** BEGIN **
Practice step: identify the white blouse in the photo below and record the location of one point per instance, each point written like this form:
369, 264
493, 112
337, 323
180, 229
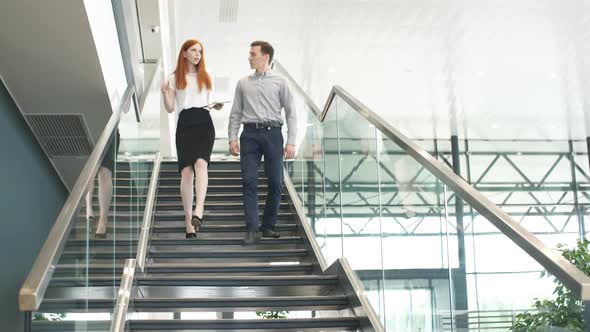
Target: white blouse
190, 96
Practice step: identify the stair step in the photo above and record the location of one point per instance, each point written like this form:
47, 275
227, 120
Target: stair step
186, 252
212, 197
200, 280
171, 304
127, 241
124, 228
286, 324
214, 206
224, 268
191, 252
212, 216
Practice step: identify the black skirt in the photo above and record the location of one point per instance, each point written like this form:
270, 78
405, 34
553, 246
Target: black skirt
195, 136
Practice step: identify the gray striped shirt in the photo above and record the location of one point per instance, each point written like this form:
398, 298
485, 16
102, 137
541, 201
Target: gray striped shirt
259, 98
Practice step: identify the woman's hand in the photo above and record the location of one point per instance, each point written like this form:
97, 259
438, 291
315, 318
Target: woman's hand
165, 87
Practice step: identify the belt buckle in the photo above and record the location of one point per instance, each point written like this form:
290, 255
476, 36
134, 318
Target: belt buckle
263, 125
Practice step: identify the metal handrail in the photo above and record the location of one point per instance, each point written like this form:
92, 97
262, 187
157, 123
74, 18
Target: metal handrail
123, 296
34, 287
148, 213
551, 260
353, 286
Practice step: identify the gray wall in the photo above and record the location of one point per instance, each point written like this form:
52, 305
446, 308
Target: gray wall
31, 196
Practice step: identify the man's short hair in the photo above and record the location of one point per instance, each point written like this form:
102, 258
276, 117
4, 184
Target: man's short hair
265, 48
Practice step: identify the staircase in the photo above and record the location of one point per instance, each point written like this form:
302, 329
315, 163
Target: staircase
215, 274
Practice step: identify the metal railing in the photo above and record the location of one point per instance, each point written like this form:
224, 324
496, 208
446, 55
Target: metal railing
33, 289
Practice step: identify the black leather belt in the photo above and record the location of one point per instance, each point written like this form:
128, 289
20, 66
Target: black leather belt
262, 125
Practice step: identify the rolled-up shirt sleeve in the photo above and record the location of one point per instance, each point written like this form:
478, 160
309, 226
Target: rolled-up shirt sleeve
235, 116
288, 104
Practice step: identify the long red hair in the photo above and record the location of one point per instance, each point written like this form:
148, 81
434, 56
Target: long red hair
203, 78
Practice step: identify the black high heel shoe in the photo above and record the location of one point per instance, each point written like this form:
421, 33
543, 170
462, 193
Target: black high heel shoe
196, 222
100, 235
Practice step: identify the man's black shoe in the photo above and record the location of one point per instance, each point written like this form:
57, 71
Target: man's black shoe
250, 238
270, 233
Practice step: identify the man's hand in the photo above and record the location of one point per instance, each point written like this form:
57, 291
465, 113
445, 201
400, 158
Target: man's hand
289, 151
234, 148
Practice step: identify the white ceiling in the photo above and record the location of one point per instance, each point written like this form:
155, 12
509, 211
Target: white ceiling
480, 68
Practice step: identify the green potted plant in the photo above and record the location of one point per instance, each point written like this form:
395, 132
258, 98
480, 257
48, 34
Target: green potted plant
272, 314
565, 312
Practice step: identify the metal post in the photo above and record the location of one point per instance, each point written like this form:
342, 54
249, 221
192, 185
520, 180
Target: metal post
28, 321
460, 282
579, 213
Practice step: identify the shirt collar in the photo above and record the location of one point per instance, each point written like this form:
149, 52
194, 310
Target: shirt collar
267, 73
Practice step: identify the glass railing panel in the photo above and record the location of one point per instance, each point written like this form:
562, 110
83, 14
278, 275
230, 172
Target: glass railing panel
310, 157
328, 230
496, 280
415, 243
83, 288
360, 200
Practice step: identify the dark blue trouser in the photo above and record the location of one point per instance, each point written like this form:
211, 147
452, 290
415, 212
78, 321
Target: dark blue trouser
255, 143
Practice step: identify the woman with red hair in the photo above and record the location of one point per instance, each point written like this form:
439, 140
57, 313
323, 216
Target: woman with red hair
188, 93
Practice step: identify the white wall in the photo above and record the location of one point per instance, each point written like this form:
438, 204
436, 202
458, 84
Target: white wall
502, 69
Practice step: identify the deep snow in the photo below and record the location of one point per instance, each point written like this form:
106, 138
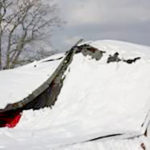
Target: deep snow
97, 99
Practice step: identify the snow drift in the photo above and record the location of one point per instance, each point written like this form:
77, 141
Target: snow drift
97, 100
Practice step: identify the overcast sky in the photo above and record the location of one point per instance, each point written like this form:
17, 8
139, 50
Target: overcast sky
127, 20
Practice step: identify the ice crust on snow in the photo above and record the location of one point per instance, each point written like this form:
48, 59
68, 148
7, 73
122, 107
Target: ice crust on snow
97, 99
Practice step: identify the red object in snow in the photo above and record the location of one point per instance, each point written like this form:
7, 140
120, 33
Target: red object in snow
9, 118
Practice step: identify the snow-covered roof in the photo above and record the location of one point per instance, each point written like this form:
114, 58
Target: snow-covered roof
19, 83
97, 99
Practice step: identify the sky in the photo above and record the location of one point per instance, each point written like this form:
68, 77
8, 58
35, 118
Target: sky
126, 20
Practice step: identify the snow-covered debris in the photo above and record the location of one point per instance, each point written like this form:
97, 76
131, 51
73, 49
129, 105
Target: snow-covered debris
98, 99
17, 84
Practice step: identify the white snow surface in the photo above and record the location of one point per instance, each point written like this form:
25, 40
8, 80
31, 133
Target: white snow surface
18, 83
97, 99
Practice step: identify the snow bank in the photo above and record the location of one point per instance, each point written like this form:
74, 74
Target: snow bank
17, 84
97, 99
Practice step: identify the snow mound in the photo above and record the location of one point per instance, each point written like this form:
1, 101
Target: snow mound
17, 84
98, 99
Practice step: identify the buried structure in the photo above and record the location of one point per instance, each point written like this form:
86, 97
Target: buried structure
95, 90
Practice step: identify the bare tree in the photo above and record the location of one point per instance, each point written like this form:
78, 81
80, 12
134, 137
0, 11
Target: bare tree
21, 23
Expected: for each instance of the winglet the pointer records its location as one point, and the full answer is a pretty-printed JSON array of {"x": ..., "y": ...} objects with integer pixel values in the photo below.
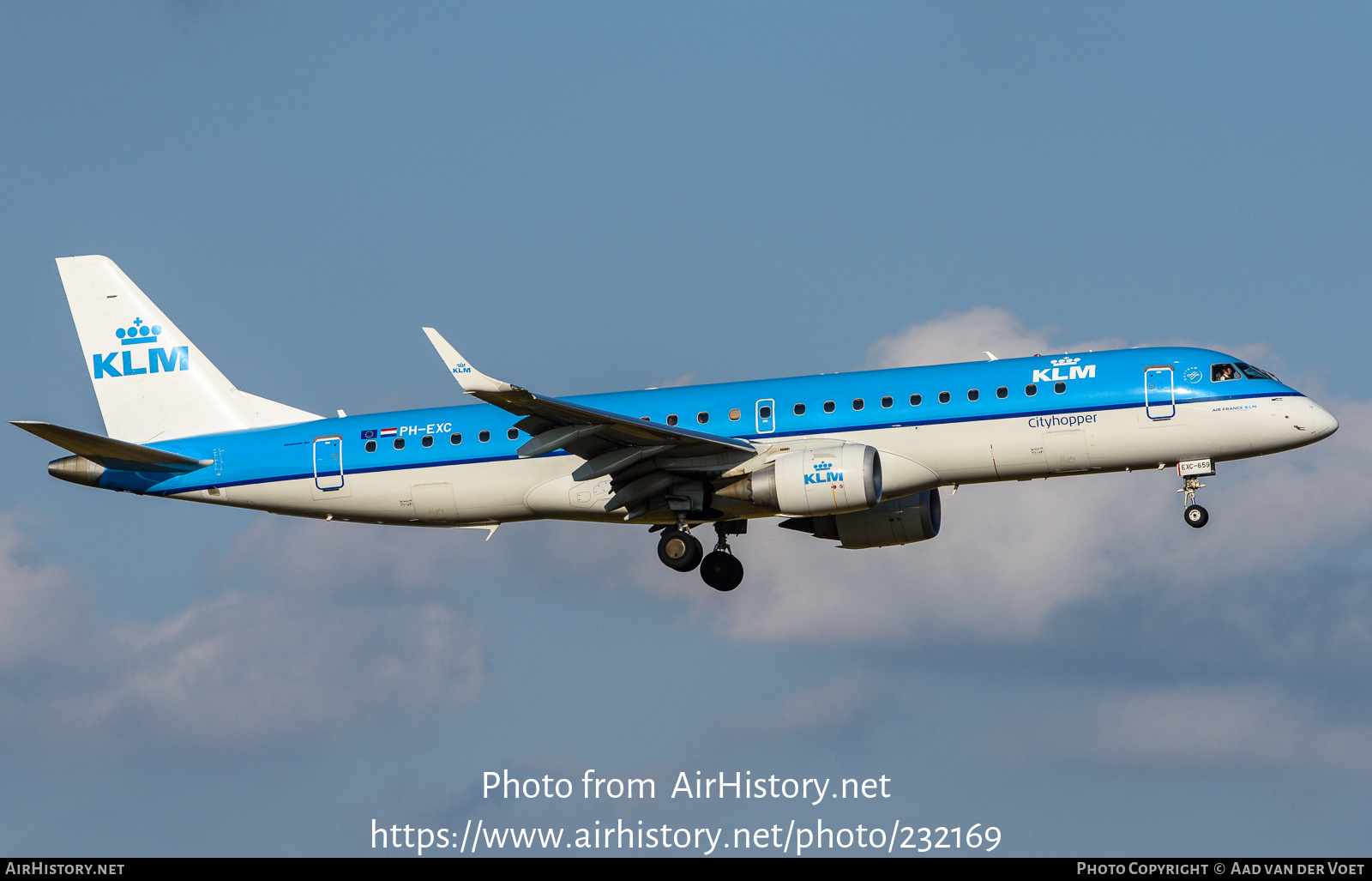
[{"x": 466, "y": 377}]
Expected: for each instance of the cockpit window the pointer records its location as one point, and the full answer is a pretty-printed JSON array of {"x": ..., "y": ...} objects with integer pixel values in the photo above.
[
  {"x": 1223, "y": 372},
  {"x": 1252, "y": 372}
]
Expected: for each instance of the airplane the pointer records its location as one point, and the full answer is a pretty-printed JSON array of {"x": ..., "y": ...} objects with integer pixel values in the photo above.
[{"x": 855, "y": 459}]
** END **
** BEGIN **
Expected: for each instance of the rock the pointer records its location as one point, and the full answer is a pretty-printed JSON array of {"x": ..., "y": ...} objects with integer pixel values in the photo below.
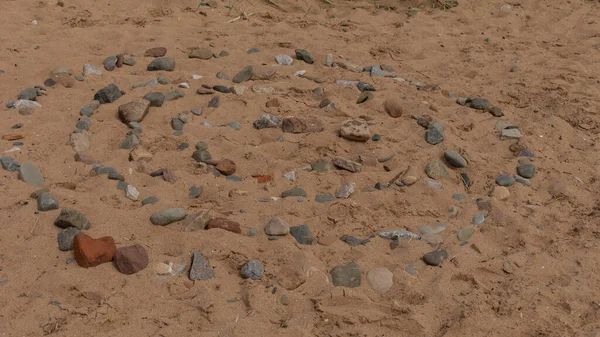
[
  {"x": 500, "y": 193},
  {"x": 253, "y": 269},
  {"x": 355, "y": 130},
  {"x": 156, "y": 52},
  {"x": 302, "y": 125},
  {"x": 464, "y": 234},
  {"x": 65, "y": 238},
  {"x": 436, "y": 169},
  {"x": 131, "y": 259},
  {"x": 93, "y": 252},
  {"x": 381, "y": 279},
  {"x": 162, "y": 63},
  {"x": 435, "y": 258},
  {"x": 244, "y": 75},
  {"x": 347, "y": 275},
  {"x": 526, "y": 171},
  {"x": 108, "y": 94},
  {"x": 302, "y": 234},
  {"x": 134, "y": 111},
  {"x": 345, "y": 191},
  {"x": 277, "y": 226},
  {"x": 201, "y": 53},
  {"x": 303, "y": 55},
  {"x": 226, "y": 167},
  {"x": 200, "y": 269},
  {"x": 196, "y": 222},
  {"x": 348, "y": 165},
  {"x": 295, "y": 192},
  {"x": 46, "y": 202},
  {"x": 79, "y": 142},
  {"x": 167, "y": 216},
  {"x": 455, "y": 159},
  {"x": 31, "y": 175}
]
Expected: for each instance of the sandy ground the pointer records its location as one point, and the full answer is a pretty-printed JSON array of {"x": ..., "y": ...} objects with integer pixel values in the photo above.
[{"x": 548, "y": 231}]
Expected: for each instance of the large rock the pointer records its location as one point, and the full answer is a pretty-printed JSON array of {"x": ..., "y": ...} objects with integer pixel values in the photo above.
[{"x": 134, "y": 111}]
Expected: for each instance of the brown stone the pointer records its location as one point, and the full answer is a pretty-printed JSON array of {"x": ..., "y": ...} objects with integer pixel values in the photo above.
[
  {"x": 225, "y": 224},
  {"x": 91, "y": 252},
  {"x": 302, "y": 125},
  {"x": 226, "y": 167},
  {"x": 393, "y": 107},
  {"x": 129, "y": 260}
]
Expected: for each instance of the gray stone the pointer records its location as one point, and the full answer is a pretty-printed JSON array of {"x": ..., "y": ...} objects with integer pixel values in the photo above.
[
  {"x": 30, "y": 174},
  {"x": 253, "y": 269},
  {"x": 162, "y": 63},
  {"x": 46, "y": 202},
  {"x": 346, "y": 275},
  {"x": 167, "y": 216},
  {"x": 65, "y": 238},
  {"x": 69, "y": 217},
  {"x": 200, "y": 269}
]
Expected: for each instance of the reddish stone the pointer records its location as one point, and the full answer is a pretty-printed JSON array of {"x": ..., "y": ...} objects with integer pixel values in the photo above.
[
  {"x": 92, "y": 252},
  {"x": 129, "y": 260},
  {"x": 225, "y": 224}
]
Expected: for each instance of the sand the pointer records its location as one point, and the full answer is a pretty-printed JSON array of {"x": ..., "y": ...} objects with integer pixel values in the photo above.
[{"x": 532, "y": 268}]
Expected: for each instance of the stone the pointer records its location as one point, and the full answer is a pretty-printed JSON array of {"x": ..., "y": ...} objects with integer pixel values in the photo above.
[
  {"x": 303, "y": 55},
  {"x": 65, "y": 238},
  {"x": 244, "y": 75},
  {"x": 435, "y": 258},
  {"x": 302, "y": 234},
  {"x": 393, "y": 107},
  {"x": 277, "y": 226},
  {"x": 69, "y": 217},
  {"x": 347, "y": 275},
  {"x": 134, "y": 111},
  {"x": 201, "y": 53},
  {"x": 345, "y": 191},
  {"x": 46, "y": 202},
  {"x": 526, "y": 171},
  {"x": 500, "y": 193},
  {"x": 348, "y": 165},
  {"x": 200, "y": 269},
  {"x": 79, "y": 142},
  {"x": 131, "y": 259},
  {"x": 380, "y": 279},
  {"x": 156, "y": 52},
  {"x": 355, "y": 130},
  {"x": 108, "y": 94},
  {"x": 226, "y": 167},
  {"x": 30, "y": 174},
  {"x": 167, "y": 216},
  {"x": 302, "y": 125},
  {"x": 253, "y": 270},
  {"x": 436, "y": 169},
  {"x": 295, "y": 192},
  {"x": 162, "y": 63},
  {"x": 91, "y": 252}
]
** END **
** BEGIN **
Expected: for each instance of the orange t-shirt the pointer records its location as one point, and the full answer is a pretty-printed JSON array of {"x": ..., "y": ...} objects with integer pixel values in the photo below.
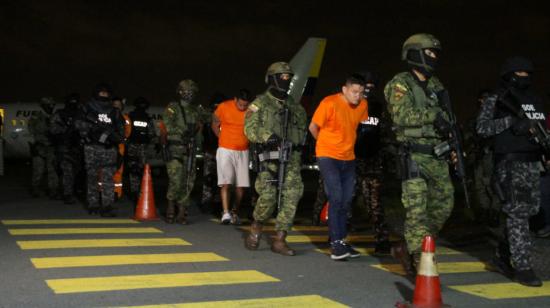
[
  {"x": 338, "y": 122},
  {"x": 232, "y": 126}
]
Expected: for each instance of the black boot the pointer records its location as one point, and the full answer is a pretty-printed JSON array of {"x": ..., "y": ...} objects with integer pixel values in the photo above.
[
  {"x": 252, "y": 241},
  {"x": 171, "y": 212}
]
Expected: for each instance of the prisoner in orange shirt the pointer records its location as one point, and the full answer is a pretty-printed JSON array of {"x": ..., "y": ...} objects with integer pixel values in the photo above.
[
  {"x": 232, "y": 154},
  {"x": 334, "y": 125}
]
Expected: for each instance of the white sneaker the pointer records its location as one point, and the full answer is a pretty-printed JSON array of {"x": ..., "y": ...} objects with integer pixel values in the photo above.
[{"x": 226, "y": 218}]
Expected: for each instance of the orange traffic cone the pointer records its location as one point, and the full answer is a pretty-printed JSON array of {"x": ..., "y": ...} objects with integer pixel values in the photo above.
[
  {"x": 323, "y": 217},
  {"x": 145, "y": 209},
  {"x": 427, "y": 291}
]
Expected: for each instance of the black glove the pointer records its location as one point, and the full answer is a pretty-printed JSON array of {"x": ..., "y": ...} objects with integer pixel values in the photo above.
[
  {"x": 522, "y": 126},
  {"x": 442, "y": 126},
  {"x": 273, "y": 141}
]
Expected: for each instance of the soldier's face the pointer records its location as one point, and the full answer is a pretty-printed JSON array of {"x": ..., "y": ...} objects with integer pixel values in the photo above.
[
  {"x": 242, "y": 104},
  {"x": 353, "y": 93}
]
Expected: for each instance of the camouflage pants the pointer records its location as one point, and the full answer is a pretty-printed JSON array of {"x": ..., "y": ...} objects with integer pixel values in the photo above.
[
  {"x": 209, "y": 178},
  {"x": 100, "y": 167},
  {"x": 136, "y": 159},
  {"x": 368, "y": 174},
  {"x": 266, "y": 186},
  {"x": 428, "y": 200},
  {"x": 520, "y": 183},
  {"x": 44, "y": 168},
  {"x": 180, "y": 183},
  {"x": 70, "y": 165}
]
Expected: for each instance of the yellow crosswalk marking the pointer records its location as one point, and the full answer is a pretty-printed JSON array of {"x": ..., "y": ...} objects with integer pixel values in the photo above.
** END **
Please count the lines in the material above that contain the string "belt" and reply with that number alone.

# RESULT FOR THIS EXERCISE
4